**Supplied material**.
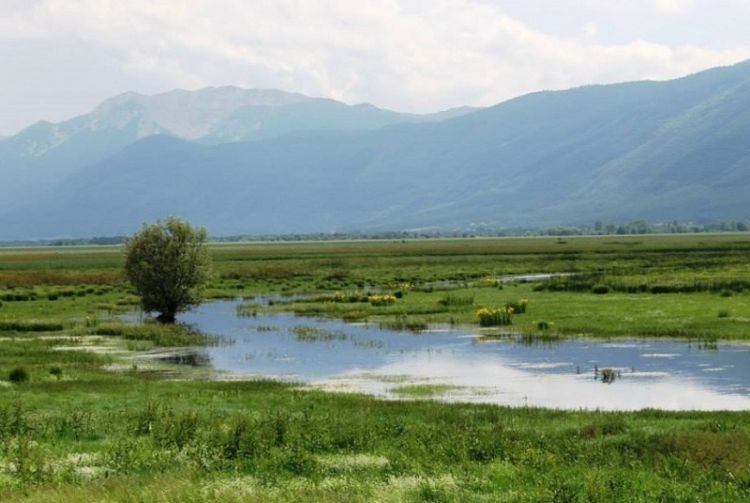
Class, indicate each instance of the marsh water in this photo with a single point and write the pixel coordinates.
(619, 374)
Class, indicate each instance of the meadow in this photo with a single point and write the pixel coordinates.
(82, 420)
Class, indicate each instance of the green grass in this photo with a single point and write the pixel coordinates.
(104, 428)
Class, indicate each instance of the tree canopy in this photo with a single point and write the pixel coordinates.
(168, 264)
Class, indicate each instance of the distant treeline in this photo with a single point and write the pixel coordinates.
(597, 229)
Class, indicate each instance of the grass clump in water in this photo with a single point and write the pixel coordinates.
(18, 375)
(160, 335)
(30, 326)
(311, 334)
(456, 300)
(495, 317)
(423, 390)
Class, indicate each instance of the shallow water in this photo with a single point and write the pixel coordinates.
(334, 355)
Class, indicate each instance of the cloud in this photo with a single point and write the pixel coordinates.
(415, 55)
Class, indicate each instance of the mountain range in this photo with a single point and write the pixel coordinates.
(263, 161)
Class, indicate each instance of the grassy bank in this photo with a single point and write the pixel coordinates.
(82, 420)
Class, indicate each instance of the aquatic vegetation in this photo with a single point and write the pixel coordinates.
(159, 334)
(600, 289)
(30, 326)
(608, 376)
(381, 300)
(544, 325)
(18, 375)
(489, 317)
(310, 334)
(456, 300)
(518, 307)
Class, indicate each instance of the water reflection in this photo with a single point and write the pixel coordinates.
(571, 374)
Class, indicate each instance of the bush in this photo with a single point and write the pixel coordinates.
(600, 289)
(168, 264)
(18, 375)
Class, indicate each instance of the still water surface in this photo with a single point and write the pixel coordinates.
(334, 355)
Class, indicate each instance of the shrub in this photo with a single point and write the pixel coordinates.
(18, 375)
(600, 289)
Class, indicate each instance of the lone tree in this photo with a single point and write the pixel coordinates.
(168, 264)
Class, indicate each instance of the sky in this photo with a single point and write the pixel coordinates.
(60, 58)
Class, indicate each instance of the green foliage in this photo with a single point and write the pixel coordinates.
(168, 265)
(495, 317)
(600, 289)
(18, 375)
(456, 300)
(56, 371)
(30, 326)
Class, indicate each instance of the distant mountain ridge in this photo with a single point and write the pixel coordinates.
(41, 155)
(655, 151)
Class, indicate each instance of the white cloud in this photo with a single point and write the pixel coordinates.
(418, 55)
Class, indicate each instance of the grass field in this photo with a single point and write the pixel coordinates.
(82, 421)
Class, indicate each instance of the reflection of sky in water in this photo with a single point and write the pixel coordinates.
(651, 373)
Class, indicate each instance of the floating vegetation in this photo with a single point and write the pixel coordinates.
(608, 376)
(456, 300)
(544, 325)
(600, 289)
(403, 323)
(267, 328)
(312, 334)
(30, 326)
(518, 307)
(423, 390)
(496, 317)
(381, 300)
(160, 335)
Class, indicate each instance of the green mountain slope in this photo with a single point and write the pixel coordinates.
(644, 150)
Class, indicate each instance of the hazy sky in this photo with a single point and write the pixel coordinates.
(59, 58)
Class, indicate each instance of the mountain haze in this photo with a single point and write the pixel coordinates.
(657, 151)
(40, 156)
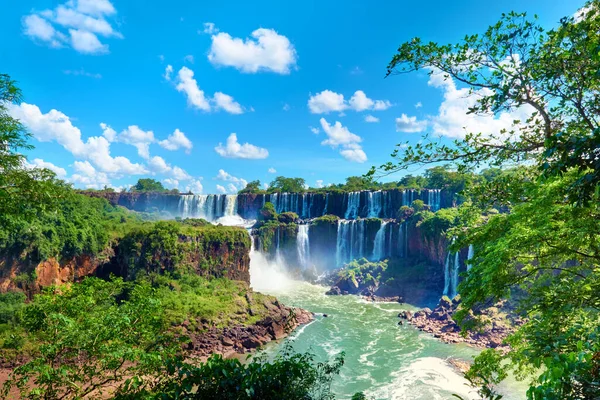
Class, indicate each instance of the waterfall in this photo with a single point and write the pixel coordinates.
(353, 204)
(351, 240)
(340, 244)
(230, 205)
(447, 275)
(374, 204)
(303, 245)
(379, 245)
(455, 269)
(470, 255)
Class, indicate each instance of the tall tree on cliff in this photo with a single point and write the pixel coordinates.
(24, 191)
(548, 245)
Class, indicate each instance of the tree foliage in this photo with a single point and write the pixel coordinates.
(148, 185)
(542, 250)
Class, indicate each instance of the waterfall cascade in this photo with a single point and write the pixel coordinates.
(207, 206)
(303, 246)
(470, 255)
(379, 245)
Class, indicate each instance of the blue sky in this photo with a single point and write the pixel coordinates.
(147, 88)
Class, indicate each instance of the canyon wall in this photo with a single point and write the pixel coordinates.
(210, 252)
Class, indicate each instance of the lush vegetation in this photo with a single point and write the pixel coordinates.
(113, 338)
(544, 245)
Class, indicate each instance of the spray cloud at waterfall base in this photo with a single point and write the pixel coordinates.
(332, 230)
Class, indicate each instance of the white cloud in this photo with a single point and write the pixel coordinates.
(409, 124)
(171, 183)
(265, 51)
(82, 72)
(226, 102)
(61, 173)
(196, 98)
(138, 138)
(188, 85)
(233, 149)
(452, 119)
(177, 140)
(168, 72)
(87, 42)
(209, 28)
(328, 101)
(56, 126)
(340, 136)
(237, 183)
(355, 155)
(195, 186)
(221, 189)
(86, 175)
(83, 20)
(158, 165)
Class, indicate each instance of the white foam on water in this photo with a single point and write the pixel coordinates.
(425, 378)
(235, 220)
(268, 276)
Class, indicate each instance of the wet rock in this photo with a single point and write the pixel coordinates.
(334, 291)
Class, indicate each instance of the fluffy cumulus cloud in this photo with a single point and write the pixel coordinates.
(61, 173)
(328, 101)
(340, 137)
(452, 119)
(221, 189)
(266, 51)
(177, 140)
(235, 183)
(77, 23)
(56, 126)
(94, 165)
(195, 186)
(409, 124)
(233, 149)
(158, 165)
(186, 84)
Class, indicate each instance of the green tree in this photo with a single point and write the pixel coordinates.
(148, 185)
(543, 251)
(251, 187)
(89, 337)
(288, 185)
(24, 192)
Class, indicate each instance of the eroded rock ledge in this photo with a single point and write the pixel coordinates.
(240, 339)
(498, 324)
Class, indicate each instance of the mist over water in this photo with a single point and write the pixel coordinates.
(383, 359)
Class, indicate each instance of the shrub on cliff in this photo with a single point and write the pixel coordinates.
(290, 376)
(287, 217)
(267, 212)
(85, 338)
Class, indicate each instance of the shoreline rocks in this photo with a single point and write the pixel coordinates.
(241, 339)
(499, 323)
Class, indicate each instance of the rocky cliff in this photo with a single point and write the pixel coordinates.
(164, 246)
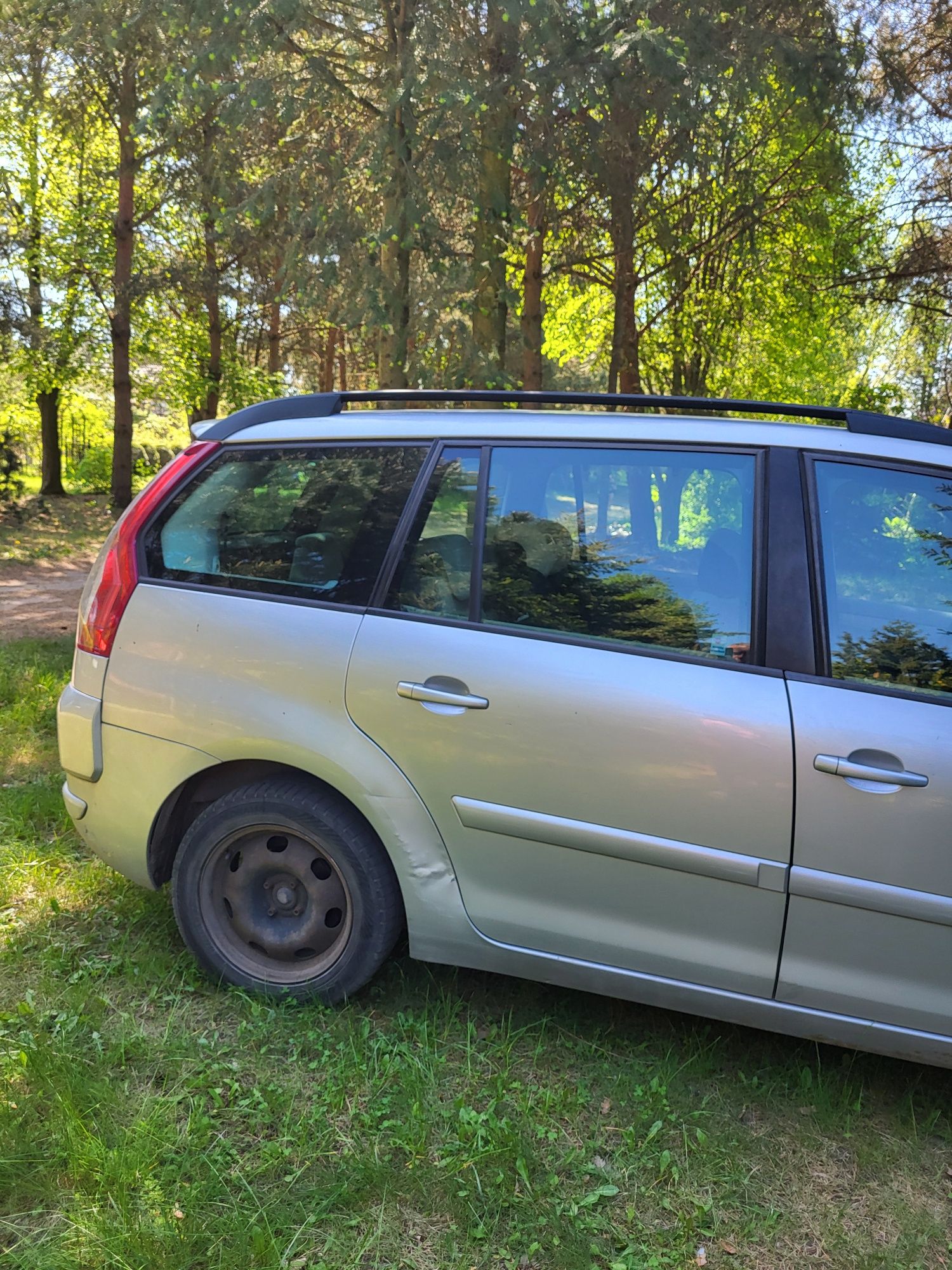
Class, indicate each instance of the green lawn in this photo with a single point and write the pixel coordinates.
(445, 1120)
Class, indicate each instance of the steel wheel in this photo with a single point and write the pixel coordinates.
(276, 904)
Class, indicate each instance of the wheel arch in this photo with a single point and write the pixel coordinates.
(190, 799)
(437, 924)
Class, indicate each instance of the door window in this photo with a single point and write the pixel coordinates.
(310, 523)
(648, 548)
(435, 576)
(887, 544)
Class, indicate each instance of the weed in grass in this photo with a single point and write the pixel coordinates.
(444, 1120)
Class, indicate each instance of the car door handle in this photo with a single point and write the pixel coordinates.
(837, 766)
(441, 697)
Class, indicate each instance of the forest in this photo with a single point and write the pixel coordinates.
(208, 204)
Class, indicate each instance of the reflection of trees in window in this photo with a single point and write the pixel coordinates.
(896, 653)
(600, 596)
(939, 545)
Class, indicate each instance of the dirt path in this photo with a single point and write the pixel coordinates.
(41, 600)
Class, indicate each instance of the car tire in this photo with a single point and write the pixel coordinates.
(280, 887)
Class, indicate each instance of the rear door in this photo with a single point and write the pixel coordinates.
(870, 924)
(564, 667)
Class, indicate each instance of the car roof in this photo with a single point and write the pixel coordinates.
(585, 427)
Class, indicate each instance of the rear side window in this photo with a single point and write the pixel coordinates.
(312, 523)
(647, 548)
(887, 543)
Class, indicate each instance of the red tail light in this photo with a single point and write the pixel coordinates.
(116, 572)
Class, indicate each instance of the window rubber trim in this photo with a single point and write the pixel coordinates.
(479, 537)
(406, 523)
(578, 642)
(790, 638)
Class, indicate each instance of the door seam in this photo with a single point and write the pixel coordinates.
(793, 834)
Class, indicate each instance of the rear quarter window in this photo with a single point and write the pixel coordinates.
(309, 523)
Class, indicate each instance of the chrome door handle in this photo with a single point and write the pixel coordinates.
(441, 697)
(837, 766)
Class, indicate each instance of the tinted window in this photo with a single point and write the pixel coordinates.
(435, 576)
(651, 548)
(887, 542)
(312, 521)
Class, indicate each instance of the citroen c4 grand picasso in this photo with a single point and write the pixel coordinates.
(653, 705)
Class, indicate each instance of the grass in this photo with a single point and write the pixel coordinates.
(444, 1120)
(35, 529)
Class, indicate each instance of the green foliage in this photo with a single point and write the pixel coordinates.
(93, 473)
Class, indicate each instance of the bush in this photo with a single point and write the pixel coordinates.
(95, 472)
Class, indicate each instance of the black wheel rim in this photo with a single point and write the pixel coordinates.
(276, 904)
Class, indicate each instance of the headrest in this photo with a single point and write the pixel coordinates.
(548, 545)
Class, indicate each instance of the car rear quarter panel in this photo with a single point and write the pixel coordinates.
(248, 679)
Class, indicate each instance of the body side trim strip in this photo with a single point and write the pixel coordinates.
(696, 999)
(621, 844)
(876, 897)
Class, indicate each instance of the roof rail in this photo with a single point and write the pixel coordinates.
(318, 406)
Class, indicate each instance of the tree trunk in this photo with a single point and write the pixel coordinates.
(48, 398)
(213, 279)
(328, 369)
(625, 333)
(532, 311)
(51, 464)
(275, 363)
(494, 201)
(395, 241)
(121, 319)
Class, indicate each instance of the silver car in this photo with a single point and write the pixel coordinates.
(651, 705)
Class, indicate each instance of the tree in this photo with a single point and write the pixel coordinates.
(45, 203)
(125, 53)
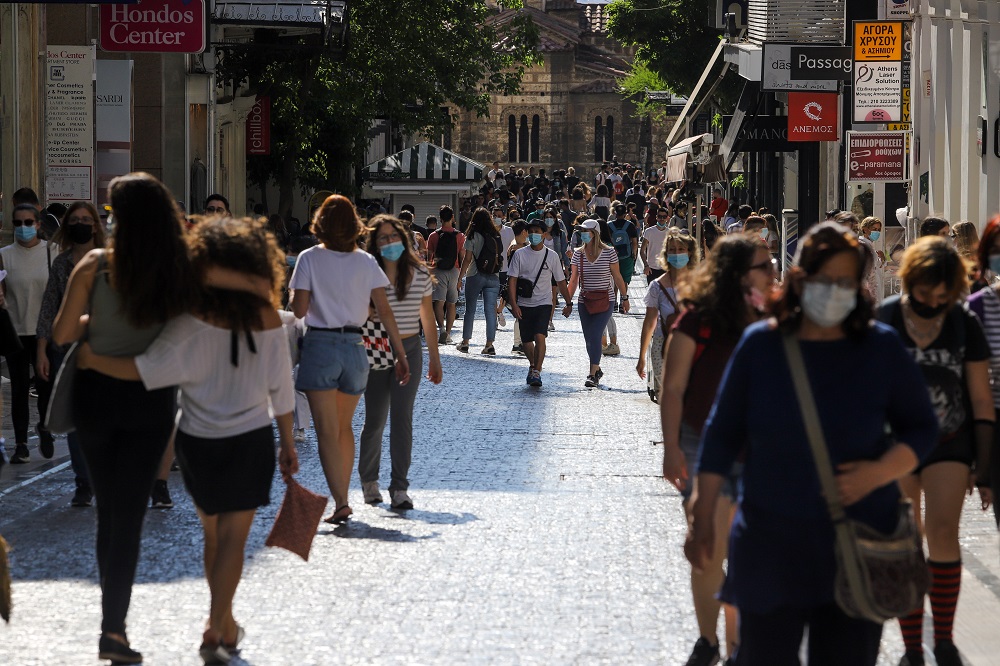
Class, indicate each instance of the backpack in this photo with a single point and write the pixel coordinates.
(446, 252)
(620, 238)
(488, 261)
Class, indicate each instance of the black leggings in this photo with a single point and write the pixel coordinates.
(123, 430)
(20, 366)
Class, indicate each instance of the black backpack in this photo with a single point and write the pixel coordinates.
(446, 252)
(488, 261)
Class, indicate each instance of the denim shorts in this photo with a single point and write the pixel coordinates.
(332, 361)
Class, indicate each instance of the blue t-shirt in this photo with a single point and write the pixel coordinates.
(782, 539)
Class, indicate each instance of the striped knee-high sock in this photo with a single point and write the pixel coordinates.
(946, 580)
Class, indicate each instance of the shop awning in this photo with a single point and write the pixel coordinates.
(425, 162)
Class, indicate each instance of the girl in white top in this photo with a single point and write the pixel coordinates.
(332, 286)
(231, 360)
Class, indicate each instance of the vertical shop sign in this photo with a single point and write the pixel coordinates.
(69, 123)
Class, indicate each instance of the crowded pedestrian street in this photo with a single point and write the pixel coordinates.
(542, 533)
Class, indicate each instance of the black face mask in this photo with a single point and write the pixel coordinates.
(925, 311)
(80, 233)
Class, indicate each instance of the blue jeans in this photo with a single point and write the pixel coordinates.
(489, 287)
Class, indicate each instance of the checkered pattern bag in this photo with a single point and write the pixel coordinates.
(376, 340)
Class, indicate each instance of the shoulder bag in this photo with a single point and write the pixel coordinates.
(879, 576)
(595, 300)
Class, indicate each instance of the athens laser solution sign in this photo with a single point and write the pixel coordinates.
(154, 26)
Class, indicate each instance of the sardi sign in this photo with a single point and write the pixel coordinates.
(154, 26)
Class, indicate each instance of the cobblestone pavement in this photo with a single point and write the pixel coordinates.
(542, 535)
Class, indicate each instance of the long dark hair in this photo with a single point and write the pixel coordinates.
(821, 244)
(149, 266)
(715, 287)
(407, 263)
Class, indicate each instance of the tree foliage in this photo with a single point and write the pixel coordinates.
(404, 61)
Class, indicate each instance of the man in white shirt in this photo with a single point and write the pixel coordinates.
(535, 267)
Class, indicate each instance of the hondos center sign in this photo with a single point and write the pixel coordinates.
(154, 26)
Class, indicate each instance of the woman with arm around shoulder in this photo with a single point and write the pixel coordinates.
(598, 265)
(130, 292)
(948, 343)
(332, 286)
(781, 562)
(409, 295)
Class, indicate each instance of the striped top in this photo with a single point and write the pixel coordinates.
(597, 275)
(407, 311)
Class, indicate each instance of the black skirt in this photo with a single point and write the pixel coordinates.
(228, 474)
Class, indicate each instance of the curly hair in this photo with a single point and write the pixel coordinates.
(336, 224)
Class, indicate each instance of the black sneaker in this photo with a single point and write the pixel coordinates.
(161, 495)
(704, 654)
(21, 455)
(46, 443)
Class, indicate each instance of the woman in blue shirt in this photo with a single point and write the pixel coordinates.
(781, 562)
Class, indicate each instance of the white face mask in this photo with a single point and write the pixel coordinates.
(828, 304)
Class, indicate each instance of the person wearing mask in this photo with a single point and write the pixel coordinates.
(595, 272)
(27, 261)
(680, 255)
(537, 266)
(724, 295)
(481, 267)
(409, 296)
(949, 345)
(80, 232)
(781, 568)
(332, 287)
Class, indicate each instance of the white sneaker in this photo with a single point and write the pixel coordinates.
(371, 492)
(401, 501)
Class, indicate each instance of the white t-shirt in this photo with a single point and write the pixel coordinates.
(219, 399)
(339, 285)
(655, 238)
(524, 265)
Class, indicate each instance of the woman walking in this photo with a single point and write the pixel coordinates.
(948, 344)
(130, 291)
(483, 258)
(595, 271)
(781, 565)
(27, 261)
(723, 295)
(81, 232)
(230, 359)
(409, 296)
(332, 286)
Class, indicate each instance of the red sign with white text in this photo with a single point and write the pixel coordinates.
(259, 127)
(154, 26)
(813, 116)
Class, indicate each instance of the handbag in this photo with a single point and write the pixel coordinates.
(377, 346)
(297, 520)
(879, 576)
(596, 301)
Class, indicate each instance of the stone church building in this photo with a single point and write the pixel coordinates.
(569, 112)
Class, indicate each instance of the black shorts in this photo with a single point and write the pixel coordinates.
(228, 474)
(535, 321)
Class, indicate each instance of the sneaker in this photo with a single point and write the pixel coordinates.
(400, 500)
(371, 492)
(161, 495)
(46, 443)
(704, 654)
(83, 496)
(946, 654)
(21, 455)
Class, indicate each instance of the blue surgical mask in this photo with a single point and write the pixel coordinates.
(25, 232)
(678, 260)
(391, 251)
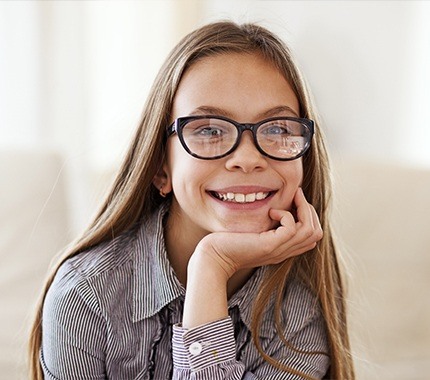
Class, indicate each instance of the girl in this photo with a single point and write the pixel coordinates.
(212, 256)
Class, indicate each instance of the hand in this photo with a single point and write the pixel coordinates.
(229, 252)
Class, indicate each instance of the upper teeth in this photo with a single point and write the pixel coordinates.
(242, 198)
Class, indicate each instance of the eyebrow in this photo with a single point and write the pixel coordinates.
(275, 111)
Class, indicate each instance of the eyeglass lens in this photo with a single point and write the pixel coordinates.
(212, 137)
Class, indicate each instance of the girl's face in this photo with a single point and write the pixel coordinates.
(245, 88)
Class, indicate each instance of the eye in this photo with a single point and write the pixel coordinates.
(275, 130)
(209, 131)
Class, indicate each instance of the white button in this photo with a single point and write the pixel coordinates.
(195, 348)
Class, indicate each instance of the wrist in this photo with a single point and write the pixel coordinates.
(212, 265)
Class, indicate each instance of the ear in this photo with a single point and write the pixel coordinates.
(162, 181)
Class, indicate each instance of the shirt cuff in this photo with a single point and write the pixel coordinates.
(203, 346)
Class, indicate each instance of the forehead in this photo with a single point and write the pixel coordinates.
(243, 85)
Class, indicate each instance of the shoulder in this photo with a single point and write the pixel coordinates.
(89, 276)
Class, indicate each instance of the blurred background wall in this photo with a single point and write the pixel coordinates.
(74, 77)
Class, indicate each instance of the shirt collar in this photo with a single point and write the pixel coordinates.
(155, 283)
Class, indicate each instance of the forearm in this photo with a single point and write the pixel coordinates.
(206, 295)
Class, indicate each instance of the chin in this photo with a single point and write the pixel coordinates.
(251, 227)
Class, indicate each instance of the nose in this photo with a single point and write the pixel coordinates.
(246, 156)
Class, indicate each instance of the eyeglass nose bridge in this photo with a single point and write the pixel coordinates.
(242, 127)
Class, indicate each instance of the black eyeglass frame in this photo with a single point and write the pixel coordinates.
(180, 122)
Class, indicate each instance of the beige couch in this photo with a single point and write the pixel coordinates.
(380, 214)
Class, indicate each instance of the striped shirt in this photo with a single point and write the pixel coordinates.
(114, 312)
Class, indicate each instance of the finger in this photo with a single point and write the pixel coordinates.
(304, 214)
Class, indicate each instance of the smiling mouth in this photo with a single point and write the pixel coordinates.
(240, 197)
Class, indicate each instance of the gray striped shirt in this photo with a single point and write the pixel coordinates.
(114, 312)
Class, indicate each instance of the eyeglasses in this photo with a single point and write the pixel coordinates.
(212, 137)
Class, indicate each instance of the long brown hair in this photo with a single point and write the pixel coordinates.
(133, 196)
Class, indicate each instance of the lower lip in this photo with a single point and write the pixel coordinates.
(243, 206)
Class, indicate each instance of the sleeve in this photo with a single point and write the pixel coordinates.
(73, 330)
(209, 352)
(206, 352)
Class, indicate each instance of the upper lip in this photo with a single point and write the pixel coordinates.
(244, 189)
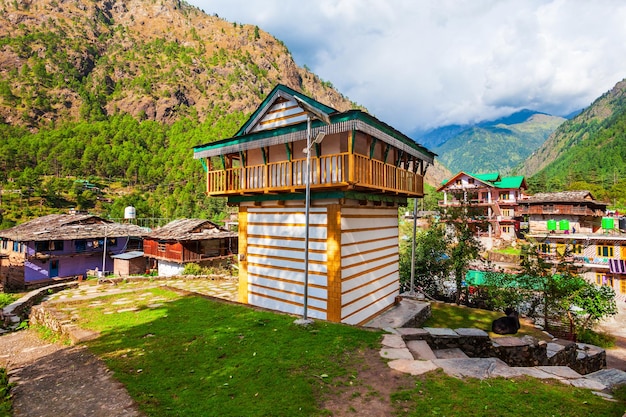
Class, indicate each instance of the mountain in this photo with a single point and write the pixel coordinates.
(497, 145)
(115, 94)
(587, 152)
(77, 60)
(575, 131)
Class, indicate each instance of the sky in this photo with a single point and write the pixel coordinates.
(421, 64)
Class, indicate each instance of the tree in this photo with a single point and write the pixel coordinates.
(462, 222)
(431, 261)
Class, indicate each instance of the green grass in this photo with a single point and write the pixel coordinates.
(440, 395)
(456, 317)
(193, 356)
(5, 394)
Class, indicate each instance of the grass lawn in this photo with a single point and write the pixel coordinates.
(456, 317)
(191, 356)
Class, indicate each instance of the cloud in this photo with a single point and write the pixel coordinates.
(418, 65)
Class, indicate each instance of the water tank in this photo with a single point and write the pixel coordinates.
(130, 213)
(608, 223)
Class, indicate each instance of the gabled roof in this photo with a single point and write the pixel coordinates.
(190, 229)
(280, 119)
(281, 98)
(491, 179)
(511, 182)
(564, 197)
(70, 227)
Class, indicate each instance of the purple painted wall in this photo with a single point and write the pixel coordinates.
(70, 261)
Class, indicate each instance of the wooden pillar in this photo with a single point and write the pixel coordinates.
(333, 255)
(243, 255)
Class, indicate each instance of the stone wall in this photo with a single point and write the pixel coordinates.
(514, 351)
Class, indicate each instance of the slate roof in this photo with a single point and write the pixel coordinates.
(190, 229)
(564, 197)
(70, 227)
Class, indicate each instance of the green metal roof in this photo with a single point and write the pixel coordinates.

**The problem**. Please retype, exactly as written, every line from the line containing "Class, indicate each instance of the gabled" through the last line of the records above, including both of those lines, and nothing else.

**Solution to the exercise**.
Class, indicate each instance of the gabled roof in this photo with a single point and write the pixel coordinates.
(190, 229)
(280, 119)
(281, 98)
(491, 179)
(511, 182)
(564, 197)
(70, 227)
Class, indicate each instance of the purple painted wall in this photo with a single point and write the pixel coordinates.
(70, 261)
Class, indicate each instance of the wooden pillar in this photo with a single point and write the pixel coordinates.
(333, 255)
(243, 255)
Class, indicate each instance of the stone wall in this photo with a single point and write the pixel coordinates.
(514, 351)
Class, indicate each instance of the slate roof in this photo with a single point and write the pixel coordinates.
(190, 229)
(564, 197)
(70, 227)
Class, indicate each instance of the green metal roof in this photo with a single point and write the pixel coordinates.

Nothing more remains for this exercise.